◆ Instructions for the task: Please repeat each line of the data exactly, with nothing left out.

(Beginning of Data extract)

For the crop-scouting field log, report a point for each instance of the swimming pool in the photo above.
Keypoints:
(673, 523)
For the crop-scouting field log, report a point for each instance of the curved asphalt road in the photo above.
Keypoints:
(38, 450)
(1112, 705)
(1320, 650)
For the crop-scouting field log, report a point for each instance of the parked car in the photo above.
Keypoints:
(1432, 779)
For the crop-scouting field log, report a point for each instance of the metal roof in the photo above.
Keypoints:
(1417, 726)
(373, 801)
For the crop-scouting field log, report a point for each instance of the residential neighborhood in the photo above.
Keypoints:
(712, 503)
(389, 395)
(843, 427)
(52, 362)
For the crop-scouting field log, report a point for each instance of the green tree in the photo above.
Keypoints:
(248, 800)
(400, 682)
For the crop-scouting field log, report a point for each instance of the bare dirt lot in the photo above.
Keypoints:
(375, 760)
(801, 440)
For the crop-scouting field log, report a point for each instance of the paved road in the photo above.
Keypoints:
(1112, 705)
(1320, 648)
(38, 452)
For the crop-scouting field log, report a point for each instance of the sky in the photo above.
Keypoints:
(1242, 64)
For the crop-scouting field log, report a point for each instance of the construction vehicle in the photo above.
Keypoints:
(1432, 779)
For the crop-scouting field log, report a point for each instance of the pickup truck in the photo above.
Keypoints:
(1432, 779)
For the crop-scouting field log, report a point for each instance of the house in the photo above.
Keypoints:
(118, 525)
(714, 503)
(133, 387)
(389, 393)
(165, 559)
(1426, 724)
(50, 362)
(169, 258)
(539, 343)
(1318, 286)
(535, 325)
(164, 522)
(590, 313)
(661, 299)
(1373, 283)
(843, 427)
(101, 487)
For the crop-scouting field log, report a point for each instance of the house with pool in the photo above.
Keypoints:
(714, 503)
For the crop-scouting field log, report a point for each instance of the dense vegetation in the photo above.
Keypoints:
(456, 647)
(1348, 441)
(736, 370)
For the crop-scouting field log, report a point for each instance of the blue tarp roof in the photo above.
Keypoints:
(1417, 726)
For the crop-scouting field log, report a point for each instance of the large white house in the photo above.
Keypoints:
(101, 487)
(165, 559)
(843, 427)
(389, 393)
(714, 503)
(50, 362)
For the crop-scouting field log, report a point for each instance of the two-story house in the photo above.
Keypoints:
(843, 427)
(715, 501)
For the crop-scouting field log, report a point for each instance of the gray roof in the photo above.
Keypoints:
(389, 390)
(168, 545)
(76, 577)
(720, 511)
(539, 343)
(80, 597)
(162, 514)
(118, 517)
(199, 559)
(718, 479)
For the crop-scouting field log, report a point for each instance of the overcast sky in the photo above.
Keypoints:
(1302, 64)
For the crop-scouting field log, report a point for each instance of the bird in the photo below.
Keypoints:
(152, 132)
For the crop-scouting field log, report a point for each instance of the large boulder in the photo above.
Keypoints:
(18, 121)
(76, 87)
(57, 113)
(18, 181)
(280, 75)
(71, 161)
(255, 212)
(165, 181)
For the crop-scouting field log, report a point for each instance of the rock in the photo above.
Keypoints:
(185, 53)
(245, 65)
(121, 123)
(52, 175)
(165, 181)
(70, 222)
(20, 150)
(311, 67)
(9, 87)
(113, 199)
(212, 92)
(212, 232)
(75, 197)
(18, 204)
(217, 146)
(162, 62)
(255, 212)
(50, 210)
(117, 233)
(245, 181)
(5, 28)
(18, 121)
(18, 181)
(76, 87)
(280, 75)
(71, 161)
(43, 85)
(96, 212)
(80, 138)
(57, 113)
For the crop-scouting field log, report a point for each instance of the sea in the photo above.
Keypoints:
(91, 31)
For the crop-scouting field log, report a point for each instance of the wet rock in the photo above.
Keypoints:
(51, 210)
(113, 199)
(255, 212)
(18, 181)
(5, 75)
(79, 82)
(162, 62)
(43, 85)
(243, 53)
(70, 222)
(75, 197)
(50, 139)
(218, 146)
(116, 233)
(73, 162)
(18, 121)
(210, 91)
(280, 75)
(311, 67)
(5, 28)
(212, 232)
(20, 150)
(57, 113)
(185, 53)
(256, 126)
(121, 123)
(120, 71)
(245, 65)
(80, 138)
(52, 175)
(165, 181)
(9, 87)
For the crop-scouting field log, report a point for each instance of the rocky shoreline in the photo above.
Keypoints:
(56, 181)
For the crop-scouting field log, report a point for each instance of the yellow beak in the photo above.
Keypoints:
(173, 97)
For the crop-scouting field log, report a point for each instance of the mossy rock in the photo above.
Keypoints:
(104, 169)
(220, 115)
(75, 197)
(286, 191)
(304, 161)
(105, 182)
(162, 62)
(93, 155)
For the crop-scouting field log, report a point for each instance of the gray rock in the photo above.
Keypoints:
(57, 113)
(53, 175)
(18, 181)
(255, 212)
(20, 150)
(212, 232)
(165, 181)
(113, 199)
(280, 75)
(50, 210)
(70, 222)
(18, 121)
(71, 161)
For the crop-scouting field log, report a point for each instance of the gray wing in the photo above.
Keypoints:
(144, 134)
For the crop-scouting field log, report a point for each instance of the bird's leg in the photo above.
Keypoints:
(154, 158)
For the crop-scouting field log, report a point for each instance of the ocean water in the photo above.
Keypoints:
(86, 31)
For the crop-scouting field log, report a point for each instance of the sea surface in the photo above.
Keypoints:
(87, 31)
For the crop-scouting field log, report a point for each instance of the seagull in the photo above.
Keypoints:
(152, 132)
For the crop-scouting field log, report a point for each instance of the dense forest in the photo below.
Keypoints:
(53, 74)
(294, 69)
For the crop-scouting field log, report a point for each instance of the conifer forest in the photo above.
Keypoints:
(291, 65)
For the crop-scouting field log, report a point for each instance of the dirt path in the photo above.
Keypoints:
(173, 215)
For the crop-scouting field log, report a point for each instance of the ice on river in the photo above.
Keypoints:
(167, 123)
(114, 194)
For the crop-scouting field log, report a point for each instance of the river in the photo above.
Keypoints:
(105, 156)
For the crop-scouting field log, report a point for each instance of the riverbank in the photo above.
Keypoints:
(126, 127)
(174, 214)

(End of Data extract)

◆ Answer section:
For the crop-scouting field log, report a point for each instance of the swimming pool in the photo above.
Keypoints:
(673, 523)
For the crop-scouting field log, report a point for each instance of the curved asphalt road in the photo above.
Keypoints:
(38, 450)
(1112, 705)
(1320, 650)
For the crop-scouting field log, report a point for each instance of the parked car in the photo above.
Keypoints:
(1432, 779)
For the crop-scouting field log, report a point for each instance of the metal roof in the photo above.
Keypoints:
(1417, 726)
(373, 801)
For the crop-scouting field log, report a point for each instance of the residential neighborhood in the photo above.
Keypoints:
(712, 503)
(389, 395)
(843, 427)
(52, 362)
For the crop-scouting field log, report a point for each instance of the green tree in the photo above.
Keypoints:
(248, 800)
(400, 682)
For the crop-scouting field log, report a point for each instance of the bare dirt lot in the photo above.
Keypoints:
(375, 760)
(801, 440)
For the crop-scouting field log, report a point for each instance of the paved road in the photo above.
Keypoints:
(1112, 705)
(1320, 648)
(38, 452)
For the crop-scouting field log, report a point for each instance of the sky in the photo above.
Keypoints:
(1242, 64)
For the crop-scouting field log, report a point for each instance of the construction vehicle in the photo above.
Keypoints:
(1432, 779)
For the crop-scouting field log, report a point for each instance of the pickup truck in the photo above.
Keypoints:
(1432, 779)
For the crop-scouting field log, report a point for each instance of the house in the photo above.
Keypoints:
(118, 525)
(714, 503)
(133, 387)
(389, 393)
(165, 559)
(1426, 724)
(50, 362)
(169, 258)
(539, 343)
(1318, 286)
(535, 325)
(164, 522)
(590, 313)
(661, 299)
(1373, 283)
(843, 427)
(101, 487)
For the crop-scouting field log, report a point for each instance of the house with pool in the photo above.
Keypoints:
(714, 503)
For the crop-scouting field log, report a point for each instance of the dense vegetation in the photo above.
Keypoints:
(456, 647)
(1348, 441)
(736, 370)
For the crop-scouting field log, report a point for each instance of the blue tarp roof in the photo above.
Keypoints:
(1417, 726)
For the crop-scouting field log, report a point for each instance of the large white house in the photo above.
Keypoints:
(101, 487)
(165, 559)
(843, 427)
(389, 393)
(714, 503)
(50, 362)
For the crop-scouting field log, report a point for each instance of the two-story house in the photo above.
Keypoints:
(843, 427)
(715, 501)
For the crop-scouting field log, report a point for each instance of the gray roof in the photo above.
Keypoints:
(389, 390)
(168, 545)
(76, 577)
(720, 511)
(539, 343)
(80, 597)
(162, 514)
(118, 517)
(199, 559)
(718, 479)
For the crop-scouting field log, report a point for each instance of the overcast sky in the photo above.
Keypoints:
(1302, 64)
For the crop-scouting field log, report a point for each instance of the bird in the photo below.
Keypoints:
(152, 132)
For the crop-scouting field log, report a point for each instance of the large boulder in the photo above.
Keypoints:
(18, 121)
(76, 87)
(57, 113)
(18, 181)
(280, 75)
(71, 161)
(255, 212)
(165, 181)
For the crop-scouting field log, report a point for each instance of the rock in the photo above.
Keypoints:
(185, 53)
(245, 65)
(121, 123)
(52, 175)
(165, 181)
(70, 222)
(20, 150)
(311, 67)
(9, 87)
(113, 199)
(212, 92)
(212, 232)
(75, 197)
(18, 204)
(217, 146)
(162, 62)
(255, 212)
(50, 210)
(117, 233)
(245, 181)
(5, 28)
(18, 121)
(18, 181)
(76, 87)
(280, 75)
(71, 161)
(43, 85)
(96, 212)
(80, 138)
(57, 113)
For the crop-scouting field log, report a point for each instance of the sea in the photo above.
Keypoints:
(91, 31)
For the crop-scouting field log, report a point for each instance of the wet rock in the photo above.
Keypoints:
(51, 210)
(113, 199)
(255, 212)
(18, 181)
(5, 75)
(79, 82)
(162, 62)
(43, 85)
(243, 53)
(70, 222)
(75, 197)
(50, 139)
(218, 146)
(116, 233)
(73, 162)
(18, 121)
(210, 91)
(280, 75)
(311, 67)
(5, 28)
(212, 232)
(20, 150)
(57, 113)
(185, 53)
(256, 126)
(121, 123)
(120, 71)
(245, 65)
(80, 138)
(52, 175)
(165, 181)
(9, 87)
For the crop-scouting field log, report a point for each instance of the rocky shoreline in the photo above.
Keypoints:
(56, 181)
For the crop-scouting field log, report a point for each instance of the yellow beak in the photo above.
Keypoints:
(173, 97)
For the crop-scouting field log, report a point for each instance of the mossy rock in the photo above.
Keypoints:
(104, 169)
(220, 115)
(75, 197)
(286, 191)
(304, 161)
(105, 182)
(162, 62)
(93, 155)
For the crop-scouting field log, report a point for each instance of the gray rock in the photo above.
Keypoints:
(57, 113)
(53, 175)
(18, 181)
(255, 212)
(20, 150)
(212, 232)
(165, 181)
(113, 199)
(280, 75)
(50, 210)
(70, 222)
(18, 121)
(71, 161)
For the crop-scouting field log, report a point for each instance of the gray wing in the photo above.
Keypoints:
(144, 134)
For the crop-scouting field log, report a point for each instance of the bird's leg in the photo above.
Keypoints:
(154, 158)
For the crop-scouting field log, report a point for each instance of the ocean water in the photo above.
Keypoints:
(86, 31)
For the crop-scouting field log, report a point for each instance of the sea surface in the photo above.
Keypoints:
(87, 31)
For the crop-scouting field log, report a point for each instance of the seagull in the photo above.
Keypoints:
(152, 132)
For the crop-scouting field log, report a point for each instance of the dense forest in the photo below.
Keypoints:
(53, 74)
(294, 69)
For the crop-scouting field log, report a point for each instance of the conifer forest in the photo above.
Keypoints:
(291, 65)
For the crop-scouting field log, report a point for each instance of the dirt path in the photo above.
Keypoints:
(173, 215)
For the crop-scouting field log, report a point for each instance of the ice on river in the photo above.
Keypoints:
(167, 123)
(114, 194)
For the crop-scouting field log, report a point for each instance of the river in the photo above.
Keypoints:
(105, 156)
For the crop-scouting field log, report a point for each instance of the riverbank in the photo above.
Keypoints:
(126, 127)
(174, 214)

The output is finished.